Problem - Gather every line of the records below that contains the word "cloud" and copy each one in full. Match case exactly.
══ Data supplied
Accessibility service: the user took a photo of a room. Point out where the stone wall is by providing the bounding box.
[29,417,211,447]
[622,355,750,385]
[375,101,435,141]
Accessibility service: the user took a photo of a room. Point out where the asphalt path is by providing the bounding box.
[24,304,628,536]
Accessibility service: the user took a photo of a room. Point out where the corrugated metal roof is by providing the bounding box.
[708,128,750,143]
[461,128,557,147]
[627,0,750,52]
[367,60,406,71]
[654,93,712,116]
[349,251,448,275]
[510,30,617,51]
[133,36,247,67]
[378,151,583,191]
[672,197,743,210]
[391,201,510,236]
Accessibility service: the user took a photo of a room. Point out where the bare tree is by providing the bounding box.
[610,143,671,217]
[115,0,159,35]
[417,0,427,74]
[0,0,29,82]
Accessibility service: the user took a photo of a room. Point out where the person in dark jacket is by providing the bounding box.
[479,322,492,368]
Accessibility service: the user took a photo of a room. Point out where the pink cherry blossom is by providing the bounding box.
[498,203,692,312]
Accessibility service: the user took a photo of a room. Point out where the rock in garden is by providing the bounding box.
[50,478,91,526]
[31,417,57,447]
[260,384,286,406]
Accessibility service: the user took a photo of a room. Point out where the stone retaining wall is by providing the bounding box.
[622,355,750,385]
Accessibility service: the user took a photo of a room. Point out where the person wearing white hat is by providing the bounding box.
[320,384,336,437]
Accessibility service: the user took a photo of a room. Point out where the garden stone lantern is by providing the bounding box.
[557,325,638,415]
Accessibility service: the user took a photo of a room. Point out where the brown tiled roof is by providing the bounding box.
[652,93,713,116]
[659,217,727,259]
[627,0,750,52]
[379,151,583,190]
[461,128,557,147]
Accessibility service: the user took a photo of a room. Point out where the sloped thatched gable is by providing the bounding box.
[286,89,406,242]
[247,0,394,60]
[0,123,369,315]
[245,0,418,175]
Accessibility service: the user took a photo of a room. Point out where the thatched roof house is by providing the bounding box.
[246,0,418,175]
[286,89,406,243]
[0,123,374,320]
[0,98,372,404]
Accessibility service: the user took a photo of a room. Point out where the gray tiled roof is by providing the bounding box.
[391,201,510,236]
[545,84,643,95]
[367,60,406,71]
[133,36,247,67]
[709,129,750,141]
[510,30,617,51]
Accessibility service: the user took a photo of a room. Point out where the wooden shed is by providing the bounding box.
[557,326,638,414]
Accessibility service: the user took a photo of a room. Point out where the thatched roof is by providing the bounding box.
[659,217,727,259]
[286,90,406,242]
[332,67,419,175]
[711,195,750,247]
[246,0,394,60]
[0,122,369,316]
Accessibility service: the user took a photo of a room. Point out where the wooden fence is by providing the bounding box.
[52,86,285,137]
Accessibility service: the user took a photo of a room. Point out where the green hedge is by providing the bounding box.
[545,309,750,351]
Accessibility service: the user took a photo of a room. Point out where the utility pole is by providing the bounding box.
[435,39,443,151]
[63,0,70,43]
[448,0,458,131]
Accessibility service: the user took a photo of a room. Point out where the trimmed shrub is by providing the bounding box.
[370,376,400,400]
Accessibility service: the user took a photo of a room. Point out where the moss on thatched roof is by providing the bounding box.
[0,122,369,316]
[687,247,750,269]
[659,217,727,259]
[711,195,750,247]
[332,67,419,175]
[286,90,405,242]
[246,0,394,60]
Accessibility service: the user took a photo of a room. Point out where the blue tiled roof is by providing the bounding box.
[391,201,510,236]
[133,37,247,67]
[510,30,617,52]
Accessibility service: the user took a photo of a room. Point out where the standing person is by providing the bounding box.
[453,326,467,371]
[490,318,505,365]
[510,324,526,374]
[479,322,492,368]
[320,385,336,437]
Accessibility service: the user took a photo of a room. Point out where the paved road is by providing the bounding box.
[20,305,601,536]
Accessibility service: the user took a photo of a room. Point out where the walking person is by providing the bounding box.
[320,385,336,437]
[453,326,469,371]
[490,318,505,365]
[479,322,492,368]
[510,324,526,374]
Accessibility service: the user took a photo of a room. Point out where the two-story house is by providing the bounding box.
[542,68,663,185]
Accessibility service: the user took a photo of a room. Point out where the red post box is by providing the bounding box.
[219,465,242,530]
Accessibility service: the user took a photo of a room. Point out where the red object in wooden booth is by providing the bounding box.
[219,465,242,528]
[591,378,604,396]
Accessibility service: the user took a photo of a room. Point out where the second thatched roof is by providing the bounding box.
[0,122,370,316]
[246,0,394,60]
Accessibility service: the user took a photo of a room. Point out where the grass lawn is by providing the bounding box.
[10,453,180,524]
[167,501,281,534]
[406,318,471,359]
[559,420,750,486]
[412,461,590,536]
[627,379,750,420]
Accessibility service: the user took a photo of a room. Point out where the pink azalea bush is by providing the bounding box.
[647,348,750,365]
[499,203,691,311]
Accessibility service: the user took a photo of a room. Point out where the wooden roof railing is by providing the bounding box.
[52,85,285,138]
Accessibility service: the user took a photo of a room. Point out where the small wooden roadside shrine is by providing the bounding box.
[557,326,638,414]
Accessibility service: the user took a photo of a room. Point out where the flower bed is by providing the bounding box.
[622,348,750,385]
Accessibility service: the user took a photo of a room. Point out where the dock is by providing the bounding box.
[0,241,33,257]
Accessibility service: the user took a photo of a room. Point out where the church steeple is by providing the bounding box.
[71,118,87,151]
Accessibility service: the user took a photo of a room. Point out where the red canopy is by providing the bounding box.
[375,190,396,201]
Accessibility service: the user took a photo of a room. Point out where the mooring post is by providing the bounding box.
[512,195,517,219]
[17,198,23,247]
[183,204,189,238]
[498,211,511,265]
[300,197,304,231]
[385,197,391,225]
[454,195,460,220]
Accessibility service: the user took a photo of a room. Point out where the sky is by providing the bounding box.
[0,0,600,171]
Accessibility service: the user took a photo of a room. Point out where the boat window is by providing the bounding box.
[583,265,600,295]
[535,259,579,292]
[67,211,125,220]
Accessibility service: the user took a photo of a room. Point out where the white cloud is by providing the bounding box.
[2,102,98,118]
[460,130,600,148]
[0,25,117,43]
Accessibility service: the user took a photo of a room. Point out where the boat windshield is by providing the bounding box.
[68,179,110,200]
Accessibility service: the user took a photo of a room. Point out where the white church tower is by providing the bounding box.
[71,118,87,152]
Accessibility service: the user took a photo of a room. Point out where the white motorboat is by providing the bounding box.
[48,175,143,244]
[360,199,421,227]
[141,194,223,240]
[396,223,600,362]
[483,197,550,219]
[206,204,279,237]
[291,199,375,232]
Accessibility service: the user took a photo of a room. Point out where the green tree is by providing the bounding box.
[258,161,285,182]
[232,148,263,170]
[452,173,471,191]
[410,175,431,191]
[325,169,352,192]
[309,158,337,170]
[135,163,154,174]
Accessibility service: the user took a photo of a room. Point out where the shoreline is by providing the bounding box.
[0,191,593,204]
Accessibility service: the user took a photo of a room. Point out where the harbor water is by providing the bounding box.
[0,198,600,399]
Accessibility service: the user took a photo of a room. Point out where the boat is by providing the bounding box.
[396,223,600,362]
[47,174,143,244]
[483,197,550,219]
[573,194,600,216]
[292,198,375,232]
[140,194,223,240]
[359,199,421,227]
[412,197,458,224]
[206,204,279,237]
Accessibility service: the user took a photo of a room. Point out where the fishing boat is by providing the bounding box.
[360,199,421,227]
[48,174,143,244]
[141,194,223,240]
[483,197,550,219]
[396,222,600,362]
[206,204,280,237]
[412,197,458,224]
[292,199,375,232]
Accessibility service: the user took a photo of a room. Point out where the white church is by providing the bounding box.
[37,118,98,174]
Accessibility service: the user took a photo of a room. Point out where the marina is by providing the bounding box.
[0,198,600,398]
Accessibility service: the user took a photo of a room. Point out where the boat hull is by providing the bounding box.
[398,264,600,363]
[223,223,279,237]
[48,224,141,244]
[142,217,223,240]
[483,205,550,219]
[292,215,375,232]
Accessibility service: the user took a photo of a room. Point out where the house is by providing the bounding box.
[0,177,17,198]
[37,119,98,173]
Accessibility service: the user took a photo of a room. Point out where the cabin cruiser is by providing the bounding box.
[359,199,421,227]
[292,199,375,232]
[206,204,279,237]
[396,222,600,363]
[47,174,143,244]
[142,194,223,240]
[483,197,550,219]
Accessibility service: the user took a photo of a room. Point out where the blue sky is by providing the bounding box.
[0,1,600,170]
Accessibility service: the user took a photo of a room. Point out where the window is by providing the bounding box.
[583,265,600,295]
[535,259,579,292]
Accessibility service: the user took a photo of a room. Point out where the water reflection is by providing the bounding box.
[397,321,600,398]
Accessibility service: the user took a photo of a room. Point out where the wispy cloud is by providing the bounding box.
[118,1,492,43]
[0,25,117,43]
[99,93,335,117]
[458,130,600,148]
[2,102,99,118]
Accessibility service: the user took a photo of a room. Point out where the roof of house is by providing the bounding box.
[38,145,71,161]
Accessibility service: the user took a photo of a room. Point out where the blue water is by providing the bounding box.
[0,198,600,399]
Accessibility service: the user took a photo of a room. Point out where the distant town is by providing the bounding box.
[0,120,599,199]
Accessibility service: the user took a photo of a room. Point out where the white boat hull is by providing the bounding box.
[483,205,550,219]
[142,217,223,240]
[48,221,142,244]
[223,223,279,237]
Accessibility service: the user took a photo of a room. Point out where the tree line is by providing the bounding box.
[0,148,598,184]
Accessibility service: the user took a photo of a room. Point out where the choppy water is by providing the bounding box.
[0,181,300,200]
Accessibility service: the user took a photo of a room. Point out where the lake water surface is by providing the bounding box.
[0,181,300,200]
════
Solution to this problem -
Accessibility service: the user took a photo of a room. Point out where the white cloud is by providing the bounding box.
Accessibility service: the user took a photo of a room. Point out where the wispy cloud is by providing the bounding box.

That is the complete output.